* _Text block_:
--- START ---

If Codex has suggestions, it will comment; otherwise it will react with 👍.
Codex can also answer questions or update the PR. Try commenting "@codex address that feedback".
| trainer_callbacks["checkpointer"] = olmo_core_utils.build_checkpointer_callback( | ||
| checkpointing_steps=self.grpo_config.checkpoint_state_freq, | ||
| ephemeral_save_interval=None, |
There was a problem hiding this comment.
Handle disabled checkpoint_state_freq before building checkpointer
When an OLMo-core GRPO run uses --checkpoint_state_freq -1 (or 0) to disable periodic state checkpoints, this forwards that value directly as the OLMo-core save_interval. The installed CheckpointerCallback rejects save_interval < 1 during construction, so the run aborts in TrainerConfig.build() instead of disabling checkpointing like the GRPO config/fast path allows. Skip registering the checkpointer or pass None when the configured frequency is non-positive.
Useful? React with 👍 / 👎.
| ) | ||
| from open_instruct.grpo_fast import create_generation_configs, maybe_evaluate | ||
| from open_instruct.grpo_fast import create_generation_configs | ||
| from open_instruct.grpo_utils import maybe_evaluate |
There was a problem hiding this comment.

--- END ---

Can you reproduce the whole code review excerpt above, word for word?

* _Exercise data_:
--- START ---

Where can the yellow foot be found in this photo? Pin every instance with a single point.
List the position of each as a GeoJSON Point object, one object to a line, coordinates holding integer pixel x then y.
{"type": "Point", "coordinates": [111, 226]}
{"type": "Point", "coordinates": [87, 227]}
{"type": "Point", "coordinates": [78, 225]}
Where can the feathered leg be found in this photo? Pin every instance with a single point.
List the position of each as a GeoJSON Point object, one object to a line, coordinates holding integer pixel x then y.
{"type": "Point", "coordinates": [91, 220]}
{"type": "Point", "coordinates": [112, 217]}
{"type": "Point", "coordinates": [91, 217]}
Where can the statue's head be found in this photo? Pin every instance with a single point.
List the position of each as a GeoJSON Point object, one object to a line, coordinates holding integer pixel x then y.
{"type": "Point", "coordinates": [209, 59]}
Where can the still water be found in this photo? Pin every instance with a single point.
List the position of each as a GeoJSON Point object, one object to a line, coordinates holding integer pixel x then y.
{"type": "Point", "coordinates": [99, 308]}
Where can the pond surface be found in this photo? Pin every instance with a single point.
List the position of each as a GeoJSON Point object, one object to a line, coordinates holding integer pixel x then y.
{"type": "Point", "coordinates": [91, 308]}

--- END ---
--- START ---

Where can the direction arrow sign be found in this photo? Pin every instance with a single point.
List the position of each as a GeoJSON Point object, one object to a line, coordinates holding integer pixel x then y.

--- END ---

* _Reply to the exercise_:
If Codex has suggestions, it will comment; otherwise it will react with 👍.
Codex can also answer questions or update the PR. Try commenting "@codex address that feedback".
| trainer_callbacks["checkpointer"] = olmo_core_utils.build_checkpointer_callback( | ||
| checkpointing_steps=self.grpo_config.checkpoint_state_freq, | ||
| ephemeral_save_interval=None, |
There was a problem hiding this comment.
Handle disabled checkpoint_state_freq before building checkpointer
When an OLMo-core GRPO run uses --checkpoint_state_freq -1 (or 0) to disable periodic state checkpoints, this forwards that value directly as the OLMo-core save_interval. The installed CheckpointerCallback rejects save_interval < 1 during construction, so the run aborts in TrainerConfig.build() instead of disabling checkpointing like the GRPO config/fast path allows. Skip registering the checkpointer or pass None when the configured frequency is non-positive.
Useful? React with 👍 / 👎.
| ) | ||
| from open_instruct.grpo_fast import create_generation_configs, maybe_evaluate | ||
| from open_instruct.grpo_fast import create_generation_configs | ||
| from open_instruct.grpo_utils import maybe_evaluate |
There was a problem hiding this comment.